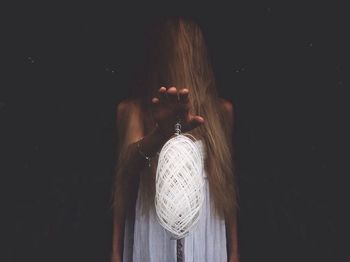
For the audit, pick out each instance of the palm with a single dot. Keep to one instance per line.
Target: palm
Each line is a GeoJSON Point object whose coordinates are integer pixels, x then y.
{"type": "Point", "coordinates": [171, 106]}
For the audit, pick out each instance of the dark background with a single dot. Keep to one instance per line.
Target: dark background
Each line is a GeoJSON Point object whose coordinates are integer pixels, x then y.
{"type": "Point", "coordinates": [285, 68]}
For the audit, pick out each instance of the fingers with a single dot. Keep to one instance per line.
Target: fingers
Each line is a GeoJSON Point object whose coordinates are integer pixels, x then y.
{"type": "Point", "coordinates": [195, 121]}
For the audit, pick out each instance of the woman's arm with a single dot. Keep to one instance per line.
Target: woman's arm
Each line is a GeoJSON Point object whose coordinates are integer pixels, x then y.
{"type": "Point", "coordinates": [231, 222]}
{"type": "Point", "coordinates": [167, 106]}
{"type": "Point", "coordinates": [133, 163]}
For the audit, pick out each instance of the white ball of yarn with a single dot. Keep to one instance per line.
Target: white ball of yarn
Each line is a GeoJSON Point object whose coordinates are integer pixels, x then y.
{"type": "Point", "coordinates": [179, 185]}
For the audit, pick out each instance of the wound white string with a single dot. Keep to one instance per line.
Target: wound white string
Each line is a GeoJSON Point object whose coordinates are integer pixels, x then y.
{"type": "Point", "coordinates": [179, 185]}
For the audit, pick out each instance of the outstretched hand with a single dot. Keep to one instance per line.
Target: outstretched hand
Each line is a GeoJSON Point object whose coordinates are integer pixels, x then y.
{"type": "Point", "coordinates": [169, 106]}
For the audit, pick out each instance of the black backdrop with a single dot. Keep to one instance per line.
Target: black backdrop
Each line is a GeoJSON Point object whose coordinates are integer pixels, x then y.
{"type": "Point", "coordinates": [285, 68]}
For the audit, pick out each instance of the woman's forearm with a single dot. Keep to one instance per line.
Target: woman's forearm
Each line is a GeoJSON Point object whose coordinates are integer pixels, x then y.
{"type": "Point", "coordinates": [132, 163]}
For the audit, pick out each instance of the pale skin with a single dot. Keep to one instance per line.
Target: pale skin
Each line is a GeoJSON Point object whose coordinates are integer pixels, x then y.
{"type": "Point", "coordinates": [167, 106]}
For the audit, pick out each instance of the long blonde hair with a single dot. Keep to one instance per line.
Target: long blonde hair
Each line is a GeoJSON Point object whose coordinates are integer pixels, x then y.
{"type": "Point", "coordinates": [178, 57]}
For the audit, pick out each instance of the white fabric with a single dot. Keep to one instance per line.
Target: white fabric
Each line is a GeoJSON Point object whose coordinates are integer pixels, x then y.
{"type": "Point", "coordinates": [145, 240]}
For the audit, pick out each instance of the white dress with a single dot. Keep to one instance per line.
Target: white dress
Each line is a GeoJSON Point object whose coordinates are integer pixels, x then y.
{"type": "Point", "coordinates": [145, 240]}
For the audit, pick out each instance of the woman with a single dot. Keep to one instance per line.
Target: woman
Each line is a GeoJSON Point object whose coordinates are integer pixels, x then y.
{"type": "Point", "coordinates": [179, 82]}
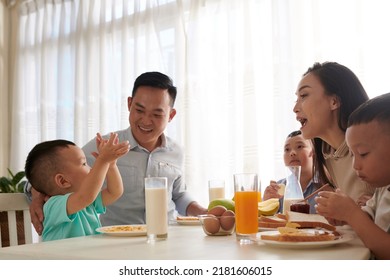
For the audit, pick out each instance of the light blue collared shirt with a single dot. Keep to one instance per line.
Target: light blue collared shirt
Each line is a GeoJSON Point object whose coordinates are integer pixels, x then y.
{"type": "Point", "coordinates": [138, 163]}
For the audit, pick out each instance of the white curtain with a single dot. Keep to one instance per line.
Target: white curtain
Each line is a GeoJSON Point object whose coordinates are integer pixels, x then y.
{"type": "Point", "coordinates": [236, 64]}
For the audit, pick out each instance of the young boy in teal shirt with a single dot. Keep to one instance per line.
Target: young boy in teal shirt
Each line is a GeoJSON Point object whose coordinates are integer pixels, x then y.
{"type": "Point", "coordinates": [59, 170]}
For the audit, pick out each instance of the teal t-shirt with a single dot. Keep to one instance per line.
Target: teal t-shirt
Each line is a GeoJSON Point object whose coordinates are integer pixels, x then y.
{"type": "Point", "coordinates": [58, 225]}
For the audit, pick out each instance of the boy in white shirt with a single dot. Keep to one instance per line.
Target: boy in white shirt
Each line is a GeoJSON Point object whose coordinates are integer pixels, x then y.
{"type": "Point", "coordinates": [368, 137]}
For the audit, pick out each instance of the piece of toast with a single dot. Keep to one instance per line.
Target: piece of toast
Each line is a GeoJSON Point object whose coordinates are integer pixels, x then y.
{"type": "Point", "coordinates": [300, 236]}
{"type": "Point", "coordinates": [309, 220]}
{"type": "Point", "coordinates": [271, 222]}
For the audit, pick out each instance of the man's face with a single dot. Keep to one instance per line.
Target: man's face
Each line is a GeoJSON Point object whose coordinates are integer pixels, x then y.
{"type": "Point", "coordinates": [150, 112]}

#### Goal
Without including any picture, repeat the data exactly.

#### Solution to this problem
For the audit, pick out each instance of the palm with a single dot. Keep to one instance per line.
Target: palm
Each line is a GeoJSON Point object whose coordinates are integer pixels, x then y.
{"type": "Point", "coordinates": [171, 106]}
For the audit, pick out each instance of the dark background with a single dot. Keep to one instance per line.
Target: dark background
Each line is a GeoJSON Point object whose coordinates are integer pixels, x then y.
{"type": "Point", "coordinates": [285, 68]}
For the audit, pick out each instance of the fingers with a single dot. Keep to one instance per line.
Target: fingers
Each line is a GeoJSON Point object whose coordinates are integer pixels, x then y.
{"type": "Point", "coordinates": [195, 121]}
For the audit, pick out each instance of the woman's arm with a single dot. Keep to one instance per line.
Target: woman's arm
Each line is a GeoJSON Point object whose coordinates are integer pixels, x then y.
{"type": "Point", "coordinates": [231, 222]}
{"type": "Point", "coordinates": [167, 106]}
{"type": "Point", "coordinates": [133, 163]}
For the audit, pick out each instance of the white ball of yarn with a single dot. Keep to one instance per line.
Target: white ball of yarn
Each line is a GeoJSON Point object whose coordinates are integer pixels, x then y.
{"type": "Point", "coordinates": [179, 185]}
For the audit, pick out each instance of the wound white string with a single dot. Keep to one instance per line.
Target: wound white string
Each line is a GeoJSON Point object whose coordinates are integer pixels, x then y.
{"type": "Point", "coordinates": [179, 185]}
For the audit, pick out each instance of the outstretched hand with a single dot. Keep to one instance per line.
Target: outstretched hand
Each line is a GeoJSON Point object whose coordinates are integer pixels, x then y.
{"type": "Point", "coordinates": [169, 106]}
For the audit, pick out each instance of the black backdrop with a single dot. Keep to one instance per line.
Target: black backdrop
Each line is a GeoJSON Point object whose coordinates are integer pixels, x then y.
{"type": "Point", "coordinates": [285, 68]}
For the audit, pick out each instance of the woman's forearm with a single dot. Keep to one instance per line.
Target: woman's forearm
Each line is a GeoJSON Point object whose coordinates are integer pixels, x then y.
{"type": "Point", "coordinates": [132, 163]}
For the audit, pick out each instance of the pale skin with a single dot. Keep to one instance per line.
Target: pale skin
Each line is a GeoJSON Point object whose coordinates are integer pixels, x then y.
{"type": "Point", "coordinates": [167, 106]}
For the audit, pick out each instance of the long blonde hair with a single dot. Keep to one instance per line.
Target: long blonde hair
Each line is a GeoJSON Point object whose coordinates are integer pixels, x then y.
{"type": "Point", "coordinates": [178, 57]}
For the audit, pick out each instance of the white fabric with a single dot. Keep to one instance per line.
Target: white fabric
Each line is a GeoJSON Point object whose coordinates are integer pixels, x then y.
{"type": "Point", "coordinates": [145, 240]}
For the audit, pick out each instance of the white dress with a single dot. Keep to one instance per line.
Target: white dress
Each line is a GeoJSON Point object whose coordinates are integer pixels, x then y.
{"type": "Point", "coordinates": [145, 240]}
For the audit, pick out each instance of the woman with a single dot. Keep to one instance per line.
Target: woman
Each line is a GeoJSON Point object whose coordinates are integer pixels, x then y.
{"type": "Point", "coordinates": [179, 82]}
For the audit, pick out each instance of the light blue collared shirt with a single dot. Keep to one instance per line.
Target: light blue collared shirt
Each line is a GeoJSON Point object whose coordinates are integer pixels, x then y.
{"type": "Point", "coordinates": [138, 163]}
For the audit, pick out each instance of the white curtain with a single dot. Keep to one instance per line.
Target: white curtain
Each line is a GeoJSON Point object whose coordinates are integer pixels, x then y.
{"type": "Point", "coordinates": [236, 64]}
For the audit, pick out each instance of the young boy in teal shirt with a single dot. Keep to one instance per line.
Target: young boy in teal shirt
Each line is a GeoJSON Point object whose coordinates are integer pixels, x then y.
{"type": "Point", "coordinates": [59, 170]}
For the audit, pick out each instance of the teal t-shirt with a single dot. Keep to one instance per line.
Target: teal t-shirt
Each line is a GeoJSON Point object whose coordinates are integer pixels, x then y.
{"type": "Point", "coordinates": [58, 225]}
For the audit, pick out each instance of the boy in white shirt with a single dot. Keep to one instance per line.
Target: boy in white shirt
Each line is a GeoJSON Point object whose coordinates are integer pixels, x then y.
{"type": "Point", "coordinates": [368, 137]}
For the audit, pick out each instance of the piece of toast with a single dot. Keep to one instance per line.
Target: piece of toast
Each line is a GeoJSON Point object whose coordinates are integer pixels, x then y.
{"type": "Point", "coordinates": [300, 236]}
{"type": "Point", "coordinates": [309, 220]}
{"type": "Point", "coordinates": [271, 222]}
For the audit, pick out each instance of the man's face with a single dot. Keep to one instance per line.
Target: man's face
Each line is a GeoJSON Point object whose coordinates are integer pixels, x then y.
{"type": "Point", "coordinates": [150, 112]}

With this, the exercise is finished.